* **Text section**:
- - - - -
Time Management – Do You Create An Effective To-Do List?

by Aaron Morris on December 28th, 2011 at 9:54 pm
Posted In: Employment, Income, Organization, Work

to do list

With the new year a few days away, I wanted to offer a useful article on the most basic of motivational and organizational tools, the humble to-do list.  Some lessons have to be learned over and over, and in my case it is implemenation of a to-do list.  I know I’m not alone in this, because I took a poll over a couple of days, and did not find one person that was properly using a to-do list.

What were they doing wrong?  Well, assuming they even maintained a to-do list, they did not have it with them.  Most had a to-do list on their desk at work, but that fails to do anything about personal goals and long-term projects.
- - - - -
* **What you need to do**:
Answer these questions about the to-do list article:
1. On what date was the article posted?
2. Under which categories is it posted?
3. Where did most of the people polled keep their to-do list?

* **Collected material**:
- - - - -
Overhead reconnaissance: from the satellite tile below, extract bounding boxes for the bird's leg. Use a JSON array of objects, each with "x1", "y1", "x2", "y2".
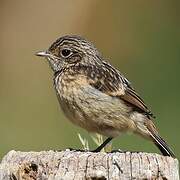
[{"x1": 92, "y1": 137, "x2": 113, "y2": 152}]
- - - - -
* **Full output**:
1. December 28th, 2011
2. Employment, Income, Organization, Work
3. On their desk at work